== Document segment ==
This is a series I worked on with Baolin in 2017 and 2018, but we
never quite managed to finish up the last pieces. During the
ALSA developer meetup at ELC-E 2018 in Edinburgh, a decision was
made to go with this approach for keeping best compatibility
with existing source code, and then I failed to follow up by
resending the patches.
Now I have patches for all remaining time_t uses in the kernel,
so it's absolutely time to revisit them. I have done more
review of the patches myself and found a couple of minor issues
that I have fixed up, otherwise the series is still the same as
before.
Conceptually, the idea of these patches is:
- 64-bit applications should see no changes at all, neither
compile-time nor run-time.
- 32-bit code compiled with a 64-bit time_t currently
does not work with ALSA, and requires kernel changes and/or
sound/asound.h changes
- Most 32-bit code using these interfaces will work correctly
on a modified kernel, with or without the uapi header changes.
- 32-bit code using SNDRV_TIMER_IOCTL_TREAD requires the
updated header file for 64-bit time_t support
- 32-bit i386 user space with 64-bit time_t is broken for
SNDRV_PCM_IOCTL_STATUS, SNDRV_RAWMIDI_IOCTL_STATUS and
SNDRV_PCM_IOCTL_SYNC_PTR because of i386 alignment. This is also
addressed by the updated uapi header.
- PCM mmap is currently supported on native x86 kernels
(both 32-bit and 64-bit) but not for compat mode. This series breaks
the 32-bit native mmap support for 32-bit time_t, but instead allows
it for 64-bit time_t on both native and compat kernels. This seems to
be the best trade-off, as mmap support is optional already, and most
32-bit code runs in compat mode anyway.
- I've tried to avoid breaking compilation of 32-bit code
as much as possible. Anything that does break however is likely code
that is already broken on 64-bit time_t and needs source changes to
fix them.
I hope I addressed all review comments by now, so please pull this
for linux-5.6.
A git branch with the same contents is available for testing at [1].
Arnd
[1] https://git.kernel.org/pub/scm/linux/kernel/git/arnd/playground.git y2038-alsa-v7
[2] https://lore.kernel.org/lkml/CAK8P3a2Os66+iwQYf97qh05W2JP8rmWao8zmKoHiXqVHv…
Changes since v6: (Arnd):
- Add a patch to update the API versions
- Hide a timespec reference in #ifndef __KERNEL__ to remove the
last reference to time_t
- Use a more readable way to do padding and describe it in the
changelog
- Rebase to linux-5.5-rc1, changing include/sound/soc-component.h
and sound/drivers/aloop.c as needed.

== Source material ==
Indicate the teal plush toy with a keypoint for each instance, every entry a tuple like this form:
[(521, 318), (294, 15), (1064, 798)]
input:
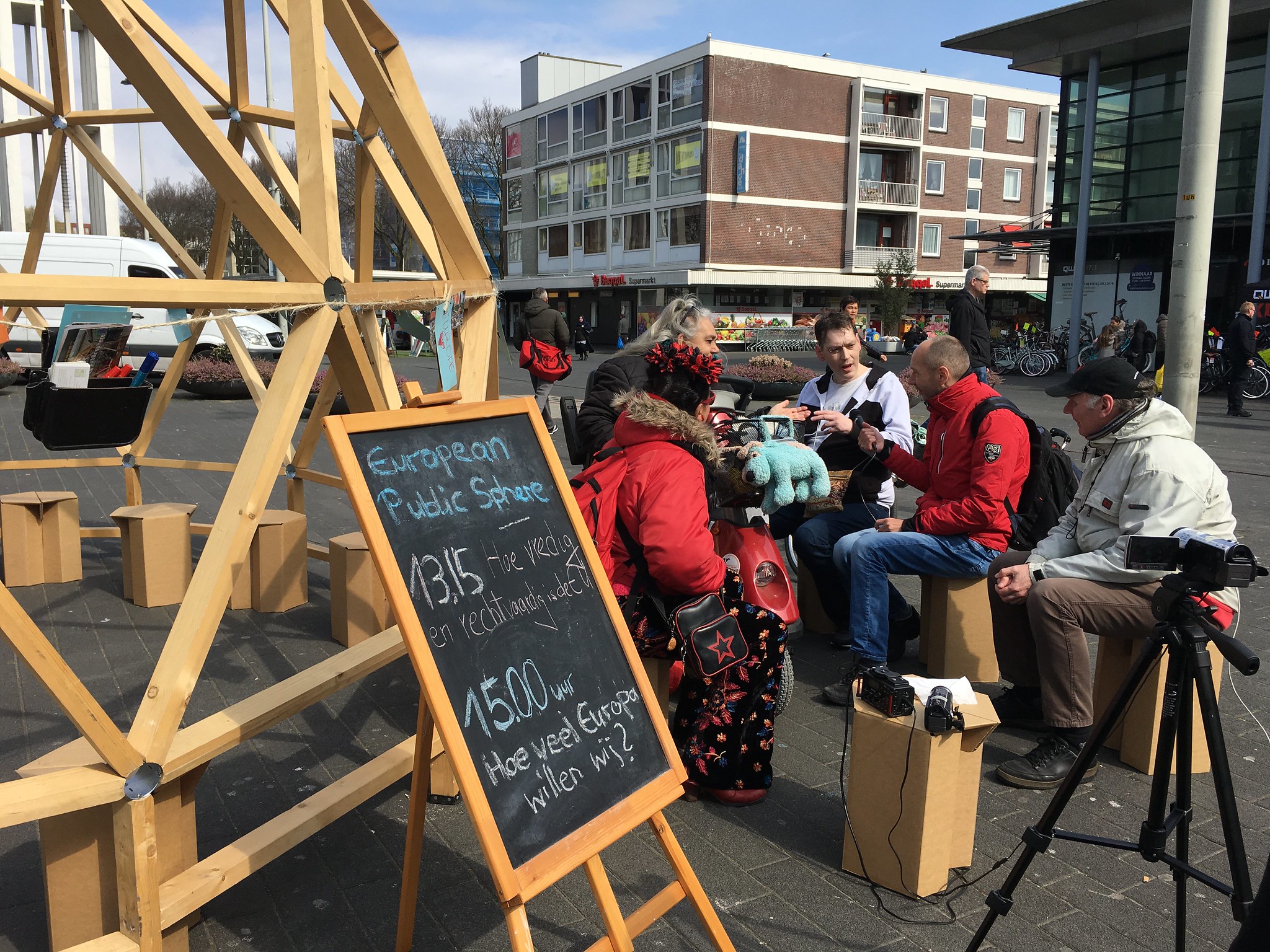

== Given exercise ==
Copy the ALSA patch announcement word for word, from "- PCM mmap is" to "testing at [1].".

== Output for this task ==
- PCM mmap is currently supported on native x86 kernels
(both 32-bit and 64-bit) but not for compat mode. This series breaks
the 32-bit native mmap support for 32-bit time_t, but instead allows
it for 64-bit time_t on both native and compat kernels. This seems to
be the best trade-off, as mmap support is optional already, and most
32-bit code runs in compat mode anyway.
- I've tried to avoid breaking compilation of 32-bit code
as much as possible. Anything that does break however is likely code
that is already broken on 64-bit time_t and needs source changes to
fix them.
I hope I addressed all review comments by now, so please pull this
for linux-5.6.
A git branch with the same contents is available for testing at [1].